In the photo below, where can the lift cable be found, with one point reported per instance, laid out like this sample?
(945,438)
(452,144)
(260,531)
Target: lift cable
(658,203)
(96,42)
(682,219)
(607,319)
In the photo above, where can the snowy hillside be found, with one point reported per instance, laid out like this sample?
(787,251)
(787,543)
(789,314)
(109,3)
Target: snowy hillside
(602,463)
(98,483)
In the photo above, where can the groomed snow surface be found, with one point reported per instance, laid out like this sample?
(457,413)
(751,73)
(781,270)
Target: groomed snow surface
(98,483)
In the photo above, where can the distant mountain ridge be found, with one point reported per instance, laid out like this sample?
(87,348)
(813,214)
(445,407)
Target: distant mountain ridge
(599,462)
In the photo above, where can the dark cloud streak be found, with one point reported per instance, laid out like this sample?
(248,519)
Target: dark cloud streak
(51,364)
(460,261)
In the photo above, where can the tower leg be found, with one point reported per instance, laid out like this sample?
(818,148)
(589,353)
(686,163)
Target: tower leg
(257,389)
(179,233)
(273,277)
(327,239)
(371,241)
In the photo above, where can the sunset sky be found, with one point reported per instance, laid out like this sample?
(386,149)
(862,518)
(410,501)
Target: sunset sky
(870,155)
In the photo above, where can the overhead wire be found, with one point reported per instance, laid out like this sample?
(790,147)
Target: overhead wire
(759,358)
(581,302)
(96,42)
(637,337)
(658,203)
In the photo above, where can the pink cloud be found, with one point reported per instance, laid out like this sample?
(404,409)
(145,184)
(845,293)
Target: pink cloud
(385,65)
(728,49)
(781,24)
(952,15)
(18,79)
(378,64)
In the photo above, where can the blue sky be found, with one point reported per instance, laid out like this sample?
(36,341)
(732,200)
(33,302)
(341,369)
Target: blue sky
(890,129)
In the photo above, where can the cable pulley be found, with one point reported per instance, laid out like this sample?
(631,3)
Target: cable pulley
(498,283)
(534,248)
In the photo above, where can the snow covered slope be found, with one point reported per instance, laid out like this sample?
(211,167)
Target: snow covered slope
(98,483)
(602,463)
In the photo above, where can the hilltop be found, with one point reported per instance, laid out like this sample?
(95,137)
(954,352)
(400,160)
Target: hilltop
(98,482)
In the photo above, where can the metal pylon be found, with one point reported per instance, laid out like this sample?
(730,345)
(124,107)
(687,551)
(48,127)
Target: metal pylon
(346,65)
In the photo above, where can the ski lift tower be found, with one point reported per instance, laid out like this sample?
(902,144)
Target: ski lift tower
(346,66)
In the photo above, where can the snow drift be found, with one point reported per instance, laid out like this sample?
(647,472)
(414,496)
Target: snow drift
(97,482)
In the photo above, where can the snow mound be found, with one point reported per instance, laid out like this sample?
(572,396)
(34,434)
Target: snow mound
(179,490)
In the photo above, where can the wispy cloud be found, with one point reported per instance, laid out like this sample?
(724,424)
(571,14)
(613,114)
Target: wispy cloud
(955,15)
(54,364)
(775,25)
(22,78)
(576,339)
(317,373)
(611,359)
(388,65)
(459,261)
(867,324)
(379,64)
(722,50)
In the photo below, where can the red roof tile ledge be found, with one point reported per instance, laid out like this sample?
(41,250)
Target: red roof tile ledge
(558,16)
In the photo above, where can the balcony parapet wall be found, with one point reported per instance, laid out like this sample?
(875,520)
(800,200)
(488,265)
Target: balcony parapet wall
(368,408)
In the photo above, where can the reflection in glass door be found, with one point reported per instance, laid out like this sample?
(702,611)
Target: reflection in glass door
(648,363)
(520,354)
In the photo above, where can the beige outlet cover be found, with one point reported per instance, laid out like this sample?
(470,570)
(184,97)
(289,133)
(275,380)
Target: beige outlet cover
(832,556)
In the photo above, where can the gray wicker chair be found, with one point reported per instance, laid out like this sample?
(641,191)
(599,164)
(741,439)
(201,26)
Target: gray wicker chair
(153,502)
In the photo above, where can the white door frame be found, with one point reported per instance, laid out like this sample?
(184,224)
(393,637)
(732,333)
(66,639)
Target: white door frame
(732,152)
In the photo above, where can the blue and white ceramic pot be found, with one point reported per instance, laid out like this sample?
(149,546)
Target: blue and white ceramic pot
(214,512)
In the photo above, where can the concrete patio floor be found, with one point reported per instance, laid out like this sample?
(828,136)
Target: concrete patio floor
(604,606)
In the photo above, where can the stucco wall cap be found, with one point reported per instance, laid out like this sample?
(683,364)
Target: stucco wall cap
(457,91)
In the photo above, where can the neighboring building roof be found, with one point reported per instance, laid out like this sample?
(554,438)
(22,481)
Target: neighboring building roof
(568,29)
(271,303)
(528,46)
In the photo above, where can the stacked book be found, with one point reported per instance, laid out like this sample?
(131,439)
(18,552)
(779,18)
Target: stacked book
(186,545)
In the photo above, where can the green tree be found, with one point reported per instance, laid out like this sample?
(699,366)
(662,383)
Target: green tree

----------

All entries shown above should be printed again exactly.

▶ _ANSWER TO THIS PROBLEM_
In the photo below, where can the lift cable be found, with one point reported per instance, laid out like this sample?
(945,438)
(452,144)
(260,531)
Target: lift cable
(658,203)
(96,42)
(682,219)
(607,319)
In the photo above, where can the snowy hillside be found, with one point reported per instance, laid out like this sample?
(787,251)
(787,543)
(789,314)
(109,3)
Target: snowy hillside
(602,463)
(98,483)
In the photo above, where can the groomed snow surface be found, with one point reported per instance, laid out like this sample?
(457,413)
(751,73)
(781,270)
Target: groomed snow surface
(98,483)
In the photo above, where can the distant mountain ridge be found, with one point reported per instance, laid out like this sample?
(87,348)
(813,214)
(445,407)
Target: distant mountain ridge
(599,462)
In the photo above, where can the dark cloud streak be found, with one point reported per instance, laid out like this sample?
(248,519)
Target: dark cloud streak
(51,364)
(460,261)
In the photo above, where can the tower leg be found, with one point reported per instance, laid out like this sample?
(818,148)
(589,353)
(686,163)
Target: tower leg
(257,389)
(179,233)
(273,277)
(327,239)
(371,241)
In the photo above, where can the sunset sky be found, with one point reported per instance, laid out like this sample?
(386,149)
(862,518)
(410,501)
Target: sunset sky
(870,155)
In the photo above, where can the overhead wire be found, with one point reported per instance, laid out like this sample?
(790,147)
Target: overhead wire
(759,358)
(581,302)
(96,42)
(637,337)
(658,203)
In the photo above, where can the pink cloud be found, with one point reported per instance, laid out like this sample?
(404,409)
(145,184)
(845,293)
Target: pink cloud
(385,65)
(728,49)
(781,24)
(952,15)
(18,79)
(378,64)
In the photo above, where can the blue sky be found, with one point reported per instance, laid out like this sample?
(36,341)
(732,200)
(33,302)
(341,369)
Target: blue sky
(890,129)
In the photo above, where can the cable pulley be found, with one point reported per instance, laid out like this sample?
(631,3)
Target: cable pulley
(498,283)
(534,248)
In the photo above, where can the snow covered slope be found, with one point reported per instance, laid out like this sample?
(211,167)
Target: snow covered slope
(98,483)
(602,463)
In the photo above, where can the hilltop be found, with one point reported per instance, laid out like this sample?
(95,137)
(954,352)
(400,160)
Target: hilltop
(98,482)
In the photo above, where can the metal pylon be found, with one point reported per instance, laid out like this sample?
(730,345)
(124,107)
(687,551)
(48,127)
Target: metal pylon
(346,65)
In the photo above, where can the ski lift tower be found, with one point reported per instance, laid out like this sample?
(902,144)
Target: ski lift tower
(346,66)
In the photo above, where can the snow drift be found, with one point reported per instance, laid out like this sample?
(647,472)
(414,496)
Target: snow drift
(97,482)
In the photo above, where can the snow mound be found, with one point reported per instance, laid out like this sample?
(572,396)
(34,434)
Target: snow mound
(179,490)
In the photo above, where can the wispy cloud be found, with one point reported per instance, laid out like this sample?
(724,424)
(571,14)
(613,114)
Target: wispy cloud
(955,15)
(54,364)
(775,25)
(22,78)
(576,339)
(317,373)
(611,359)
(388,65)
(459,261)
(867,324)
(379,64)
(722,50)
In the photo below, where can the red roof tile ledge be found, with one point reported per instance, laid out like this sample?
(41,250)
Target: red roof tile ledge
(558,16)
In the photo above, where can the balcony parapet wall be found, with one point reported per instance, laid out like this sample?
(875,520)
(800,200)
(488,265)
Target: balcony parapet wall
(368,408)
In the photo above, where can the reflection in glass door be found, with one point reported per instance, laid out like this sample?
(702,611)
Target: reflection in glass door
(648,363)
(520,354)
In the photo above, where can the beige outlet cover be found, with one point reported per instance, laid out like this sample?
(470,570)
(184,97)
(289,133)
(275,380)
Target: beige outlet cover
(832,556)
In the photo above, where can the gray wicker chair be found, with one point reported per instance, laid out like this sample?
(641,191)
(599,164)
(741,439)
(201,26)
Target: gray wicker chair
(153,502)
In the photo above, where can the white door frame be found, with one point reported per instance, laid out like this sample?
(184,224)
(393,637)
(732,333)
(66,639)
Target: white door frame
(732,152)
In the photo above, where can the blue and white ceramic pot be found, with one point reported per instance, laid out like this sample?
(149,546)
Target: blue and white ceramic pot
(214,512)
In the photo above, where can the concrete patio floor be found, with one point reported per instance, laid out like this sample?
(828,136)
Target: concrete patio floor
(604,606)
In the photo above, where can the stucco wall cap be found, with one point reported per instance, laid out like this sample?
(683,364)
Target: stucco wall cap
(457,91)
In the photo above, where can the neighboring building roof be found, with one point reported per instance, laid out like this sample?
(554,438)
(22,481)
Target: neighboring building roof
(568,29)
(271,303)
(528,46)
In the photo above, where can the stacked book be found, with one point reported per instance, laid out like this sample?
(131,439)
(18,552)
(779,18)
Target: stacked book
(186,545)
In the photo above, where can the green tree be found, with one point reported per instance, laid out like this sample?
(699,366)
(662,383)
Target: green tree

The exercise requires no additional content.